[EXERCISE MATERIALS — start]
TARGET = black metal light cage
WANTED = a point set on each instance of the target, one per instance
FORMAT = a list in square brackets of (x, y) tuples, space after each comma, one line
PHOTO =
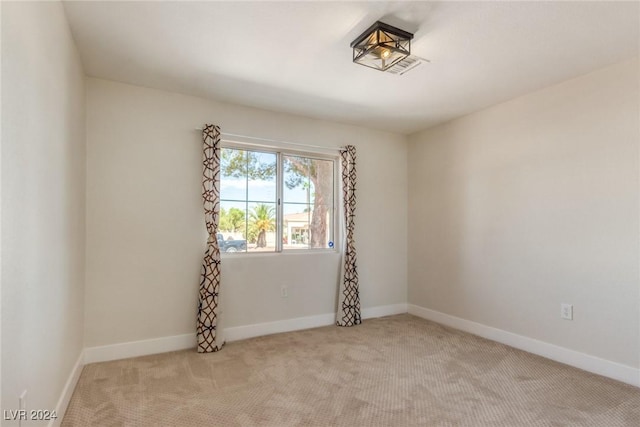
[(381, 46)]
[EXERCISE MATERIALS — finish]
> [YOUR INSTRUCTIONS]: Retype, word for word, the lines from the one with "FORMAT = a list" through the last line of the entries above, and only those lines. Leave pictures out.

> [SOLUTION TO THIS PROBLEM]:
FORMAT = a list in square brackets of (x, y) tuples, space after each comma, one line
PHOTO =
[(381, 46)]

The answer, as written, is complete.